Stated exercise 1: Print the part of the logistics text that opens with the words containing "Information and control improve" and closes with "improve the technologies.".
Stated exercise 2:
Answer these questions using the logistics text:
(a) What kind of vehicle is mostly preferred for transporting crude raw materials?
(b) By what other name is outbound logistics known?
(c) What do logistic firms intend to use to manage inbound logistics proficiently?
Stated exercise 3: Resume the logistics text after its final sentence.

5. Information and Control
Data-driven logistics drive the future of the industry. The flow of information throughout
the logistics management process is vital to providing fast and accurate service to
consumers and manufacturers. From inventory flow to warehouses and transportation,
information improves the efficiency and performance of activities in a supply chain.
Information and control improve business efficiency helping in the traditional management
processes, but also supporting as a modern tool in achieving strategic goals.
Analyzing and understanding the five components of logistics management thoroughly is a
constructive business practice as advances continue to shape the components of logistics
management, change the industry, and improve the technologies.
Types of Logistics
1. Inbound Logistics
Inbound logistics is used to execute strategic organizational tasks for working upstream.
Under this inbound logistics, the movement, transportation, and storage solutions of various
information and products from the suppliers are passed onto the warehouse and then
transferred to the production facilities for further processing and production. Inbound
logistics is all about the transportation between the companies and their suppliers. The
logistic firms intend to use order-fulfillment systems or automatic ordering for proficiently
managing the inbound logistics. With this integration, a company can expect to enhance the
successful aspects of the organization. For instance, if the company is manufacturing car
parts in a factory, it will need to ship them to businesses or recipients such as
manufacturers, to implement them upon the finished products.
The job of inbound logistics is to transfer the crude or raw materials to the respective
departments or manufacturers for further processing. Large trucks are mostly preferred for
transporting these crude raw materials. Logistics companies have wide networks and large
trucks to safely transport the goods without much cost. It is the first step within the value
chain of logistics, for which it is important to seek better process flow, to avoid hampering
the remaining processes.
2. Outbound Logistics
Outbound logistics is the movement of products or finished goods from the production
centers to the next supply chain link. After that, these products are moved from the
warehouse to the consumption point or the customers. Hence, outbound logistics is also
known as the process of order fulfillment. All the products that are shipped under outbound
logistics are meant for end-users, moving through this process flow. The inbound logistics is
used to help the raw materials reach out to the manufacturer, and the processed product is
then transported to the end-users through outbound logistics. In simple terms outbound
services allow businesses to ship and deliver their specified products from warehouse
storage to the customer’s doorstep. There are separate sets of tracking solutions available
for the end-users to monitor the movement of their parcel. Extra care should be taken as
outbound logistics play a major role in building the reputation of businesses, as customers
expect on-time and safe delivery of their goods or products.

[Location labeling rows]

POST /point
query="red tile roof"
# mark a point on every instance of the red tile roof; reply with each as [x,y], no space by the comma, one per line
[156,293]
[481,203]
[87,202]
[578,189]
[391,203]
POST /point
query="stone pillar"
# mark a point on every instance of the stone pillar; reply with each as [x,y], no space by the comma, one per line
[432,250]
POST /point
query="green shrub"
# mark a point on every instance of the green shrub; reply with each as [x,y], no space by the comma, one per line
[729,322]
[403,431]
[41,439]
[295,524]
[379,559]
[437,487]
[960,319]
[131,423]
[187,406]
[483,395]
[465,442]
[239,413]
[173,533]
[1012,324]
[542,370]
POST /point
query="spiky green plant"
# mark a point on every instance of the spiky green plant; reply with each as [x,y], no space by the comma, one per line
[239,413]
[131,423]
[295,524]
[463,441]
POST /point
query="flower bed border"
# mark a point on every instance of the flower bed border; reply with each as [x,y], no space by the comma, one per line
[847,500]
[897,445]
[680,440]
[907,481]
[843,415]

Expected answer 1:
Information and control improve business efficiency helping in the traditional management
processes, but also supporting as a modern tool in achieving strategic goals.
Analyzing and understanding the five components of logistics management thoroughly is a
constructive business practice as advances continue to shape the components of logistics
management, change the industry, and improve the technologies.

Expected answer 2:
(a) Large trucks.
(b) The process of order fulfillment.
(c) Order-fulfillment systems or automatic ordering.

Expected answer 3:
3. Reverse Logistics
As the name suggests, Reverse Logistics is the transportation of goods or products from the
end-users to the supply chain. Reverse logistics is needed in the event of a replacement or
return of products for refurbishing, repairing, exchange, disposal, or recycling. Reverse
logistics is basically carried out after the sale is done and is mostly opted for by the
electronics and automobile industry but is also used for products associated with all other
sectors. Suppose, a company delivers a product that doesn’t fit the purpose or is wrongly
manufactured. One will have to send it back to the supplier for repair or replacement of the
same. In such scenarios, reverse logistics is required to get it done smoothly.
4. Third Party Logistics (3PL Logistics)
Third-party logistics (or 3PL) is known as outsourcing operational or e-commerce logistics to
a third-party logistics company that handles everything from inventory management to
delivery of the products. This enables business owners to focus on their core business while
the order fulfillment operations are handled smoothly by a 3PL provider. A 3PL specialist
company provides a wide range of services that support the logistics of the supply chain.
11) Movement Consolidation: Transportation cost is one of the most important logistical
costs as logistics aims to reduce costs through consolidation and integration of operations. It
is directly related to the product type, shipment Size, distance, etc. Thus, movement
consolidation becomes desirable for ensuring the reduction in transportation costs.
12) Inventory Reduction: One of the major factors which can prove to be unfavorable for
the firm is heaps of records. Conventionally, abundant inventory was maintained to ensure
good customer care services, which indulged a lot of expenditure. Thus, inventory reduction
is another main objective of logistics. The below diagram presents the Objectives of the
Logistics.
Importance of Logistics
The importance/ Advantages of logistics can be stated as follows :
1) Form Utility: It refers to the procedure through which goods and services are produced
and put into appropriate form for usage by the customers. Form utility refers to the worth
of a product that has been created by putting together all its parts.
For example, a mobile screen has some form of utility, but a complete cell phone has a high
level of form utility. It is the indirect application of logistics that helps in using time and
place utilities, through which various parts of final products are combined.
2) Possession Utility: It refers to the value added to the goods or services so that the
customer is able to possess it. It is usually arranged by providing loans, credits, etc. By
offering products and services to consumers at fixed time and place, logistics becomes
indirectly responsible for providing possession utility through place and time utility.
3) Time Utility: It refers to the value of getting the product when required. Time utility
occurs within the firm so that all the materials and parts are available at the right time and
the production line remains unaffected. Logistics here influence time utility as it helps in
creating value for customers by timely delivering the product to customers or making it
available in the market for purchase when required.
4) Place Utility: It implies that all the requisite goods/services are available at the right place
when required. If a product required by a customer is on its way, in a warehouse, or some
other store, it fails to serve the purpose of place utility for the customer. The place utility is
considered to be the value acquired by providing the requisite goods/services available at
the right place.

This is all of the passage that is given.